▶ _Work required_
Return each of the rows below word for word, without changing anything.

▶ _Source records_
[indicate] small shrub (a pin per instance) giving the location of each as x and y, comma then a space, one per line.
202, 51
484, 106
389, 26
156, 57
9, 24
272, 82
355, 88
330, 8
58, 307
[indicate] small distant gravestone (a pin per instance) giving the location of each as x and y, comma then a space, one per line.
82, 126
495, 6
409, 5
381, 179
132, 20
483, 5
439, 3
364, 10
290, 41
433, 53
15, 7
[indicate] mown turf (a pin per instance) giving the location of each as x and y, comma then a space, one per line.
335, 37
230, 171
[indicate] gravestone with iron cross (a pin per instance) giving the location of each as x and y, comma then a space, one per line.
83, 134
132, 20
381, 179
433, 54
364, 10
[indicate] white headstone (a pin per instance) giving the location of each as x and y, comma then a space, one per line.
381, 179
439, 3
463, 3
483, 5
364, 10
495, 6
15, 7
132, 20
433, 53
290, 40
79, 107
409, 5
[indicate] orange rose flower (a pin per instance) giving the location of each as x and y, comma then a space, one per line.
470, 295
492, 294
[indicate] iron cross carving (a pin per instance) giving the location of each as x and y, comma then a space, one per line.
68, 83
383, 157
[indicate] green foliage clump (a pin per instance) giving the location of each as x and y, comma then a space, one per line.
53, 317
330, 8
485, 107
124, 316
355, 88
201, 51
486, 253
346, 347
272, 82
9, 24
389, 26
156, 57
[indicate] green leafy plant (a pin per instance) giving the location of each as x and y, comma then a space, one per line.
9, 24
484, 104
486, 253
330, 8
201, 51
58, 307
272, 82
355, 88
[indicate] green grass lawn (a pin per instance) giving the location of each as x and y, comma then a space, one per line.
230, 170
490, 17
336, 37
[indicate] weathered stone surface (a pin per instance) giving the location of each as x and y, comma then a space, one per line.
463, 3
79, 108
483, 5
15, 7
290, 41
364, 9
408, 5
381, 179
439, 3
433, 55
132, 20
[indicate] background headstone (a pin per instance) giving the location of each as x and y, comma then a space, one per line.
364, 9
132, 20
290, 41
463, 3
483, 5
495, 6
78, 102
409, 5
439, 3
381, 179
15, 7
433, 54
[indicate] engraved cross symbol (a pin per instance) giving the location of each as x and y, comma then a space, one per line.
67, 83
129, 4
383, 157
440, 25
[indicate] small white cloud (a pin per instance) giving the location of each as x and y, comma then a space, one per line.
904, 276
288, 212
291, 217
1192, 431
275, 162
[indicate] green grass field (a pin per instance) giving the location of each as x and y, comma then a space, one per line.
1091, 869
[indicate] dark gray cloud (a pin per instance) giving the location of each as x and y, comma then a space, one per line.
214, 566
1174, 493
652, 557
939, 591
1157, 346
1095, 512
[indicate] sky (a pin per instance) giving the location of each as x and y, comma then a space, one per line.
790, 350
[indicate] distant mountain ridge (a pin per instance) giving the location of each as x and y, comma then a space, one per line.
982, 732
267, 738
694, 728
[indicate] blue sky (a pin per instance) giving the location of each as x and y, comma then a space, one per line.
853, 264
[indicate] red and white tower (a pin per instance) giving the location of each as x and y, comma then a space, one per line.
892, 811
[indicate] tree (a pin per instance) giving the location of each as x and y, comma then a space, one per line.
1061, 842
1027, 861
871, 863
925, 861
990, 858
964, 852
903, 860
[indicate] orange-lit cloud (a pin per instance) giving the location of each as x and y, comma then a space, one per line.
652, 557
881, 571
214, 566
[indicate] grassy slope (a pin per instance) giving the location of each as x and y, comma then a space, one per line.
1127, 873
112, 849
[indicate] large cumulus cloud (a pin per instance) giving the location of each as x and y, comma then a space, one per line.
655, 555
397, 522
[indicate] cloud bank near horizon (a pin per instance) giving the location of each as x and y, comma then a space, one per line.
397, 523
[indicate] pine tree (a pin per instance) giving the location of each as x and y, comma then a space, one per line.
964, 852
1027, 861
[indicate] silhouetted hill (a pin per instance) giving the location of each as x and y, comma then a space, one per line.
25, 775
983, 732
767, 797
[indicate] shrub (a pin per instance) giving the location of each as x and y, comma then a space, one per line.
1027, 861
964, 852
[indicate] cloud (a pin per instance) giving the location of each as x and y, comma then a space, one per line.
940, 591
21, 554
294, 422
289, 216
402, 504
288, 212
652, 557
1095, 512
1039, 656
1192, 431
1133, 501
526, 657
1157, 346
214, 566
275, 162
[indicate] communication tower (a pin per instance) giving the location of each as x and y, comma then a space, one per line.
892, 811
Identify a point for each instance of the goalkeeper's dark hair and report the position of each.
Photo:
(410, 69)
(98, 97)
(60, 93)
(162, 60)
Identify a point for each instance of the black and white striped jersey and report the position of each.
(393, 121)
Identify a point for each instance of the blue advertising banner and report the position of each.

▶ _Answer in full_
[indicate] small shrub (a pin per instance) giving the location of each as x and y, comma then a space, one per line.
202, 51
484, 106
389, 26
156, 57
9, 24
272, 82
355, 88
330, 8
58, 307
[indicate] small distant gravestone (a pin per instance) giving the location of each as x and y, comma then a space, one per line.
82, 126
495, 6
409, 5
381, 179
132, 20
483, 5
439, 3
364, 10
290, 41
433, 53
15, 7
[indicate] mown turf (a pin per instance) giving the location of each as x and y, comma then a space, one per line.
335, 37
230, 171
[indicate] gravestone with iron cross (a pin per instance) giving the location of each as x and y, comma then a space, one per line.
83, 134
132, 20
381, 179
433, 54
364, 10
[indicate] white headstone (a pin per instance) giving the location of each as x and y, comma then a space, one per line.
381, 179
439, 3
463, 3
483, 5
364, 10
495, 6
15, 7
132, 20
433, 53
290, 40
79, 107
409, 5
[indicate] orange rose flower (a pin per instance) giving the location of each as x and y, comma then a space, one per line.
470, 295
492, 294
[indicate] iron cross carving (a pin per instance) giving the location of each as x and y, comma then a space, one per line.
68, 83
383, 157
[indicate] green foliage clump (a pin per instance) giving the location of each as x and y, comma then a space, one per line.
53, 317
330, 8
485, 107
124, 316
355, 88
201, 51
486, 253
346, 347
272, 82
9, 24
389, 26
156, 57
[indicate] green leafy plant (a pin per instance) giving the location of each as x and y, comma then a space, one per line.
9, 24
484, 104
486, 253
330, 8
201, 51
58, 307
272, 82
355, 88
[indicate] green grass lawn (a pin per instance) giving the location of each as x and y, comma then a space, one per line.
230, 170
490, 17
336, 37
[indicate] weathered stone surface (a pin per instance) giving the location of each as x and y, comma then a space, one per line.
463, 3
79, 108
483, 5
15, 7
290, 41
364, 9
408, 5
381, 179
439, 3
433, 55
132, 20
[indicate] background headstone (a pin per instance) giving the location of each as x and y, comma then a space, one per line.
364, 9
132, 20
290, 41
463, 3
483, 5
495, 6
78, 102
409, 5
439, 3
381, 179
15, 7
433, 54
[indicate] engraved cross symbol (a pin per instance) giving the location of each as x and y, comma then a space, one per line.
67, 83
129, 4
383, 157
440, 25
[indicate] small white cloud (a pin per instance) giving the location of each as x and y, comma then a space, one per line.
904, 276
288, 212
291, 217
1192, 431
275, 162
[indicate] green grass field (a pin per instance) giving the location of each as x and y, comma then a space, one per line.
1091, 869
[indicate] dark gray cloud (a pin per instance) giving the location of each as x and y, comma then a space, one per line.
214, 566
1174, 493
652, 557
939, 591
1157, 346
1095, 512
[indicate] sky (a pin per instance) giving the location of each as x and y, comma then a space, one per line.
790, 350
[indicate] distant mountain ridge (a pin per instance) giving the location of each as x and y, comma then a space, one per line.
982, 732
267, 738
694, 728
[indicate] blue sky (a pin per instance) giving the location of each as x and y, comma then a space, one per line.
853, 264
[indicate] red and white tower (a pin per instance) giving the location of each as x and y, comma then a space, one per line.
892, 811
[indicate] tree (a pin per instance) giving the location of each as x and y, comma then a space, one per line.
1061, 842
1027, 861
871, 863
925, 861
990, 858
964, 852
903, 860
[indicate] orange-lit cloud (a pin per instance) giving the location of each as x and y, comma then a space, one per line.
652, 557
881, 571
214, 566
[indicate] grassy slope (a pin per instance) giving the location of each as x and y, comma then a space, one per line.
1127, 873
112, 849
[indicate] large cumulus cloud (a pin per instance) giving the location of each as x and y, comma then a space, one per line.
655, 555
397, 522
[indicate] cloud bank near horizon (a pin per instance) giving the location of each as x and y, comma then a space, one per line.
397, 523
[indicate] pine tree (a pin per instance) giving the location of each as x and y, comma then a space, one per line.
964, 852
1027, 861
[indicate] silhouetted hill (a pin per instance) giving the location of each as x and y, comma then a space, one per line.
25, 775
983, 732
767, 797
[indicate] shrub (a pin per instance) giving the location of each as x and y, comma then a space, one per line.
1027, 861
964, 852
[indicate] cloud (a pin per instance) giving the location of each as x and y, comma then a space, one per line.
940, 591
21, 554
294, 422
289, 216
402, 504
288, 212
652, 557
1095, 512
1039, 656
1192, 431
1133, 501
526, 657
1157, 346
214, 566
275, 162
[indicate] communication tower (a pin per instance) giving the location of each as x and y, comma then a space, one per line.
892, 811
Identify a point for each instance of the goalkeeper's dark hair and report the position of each.
Photo:
(410, 69)
(98, 97)
(60, 93)
(162, 60)
Identify a point for each instance of the black and white striped jersey and report the position of each.
(393, 121)
Identify a point for each instance of the blue advertising banner and report the position of each.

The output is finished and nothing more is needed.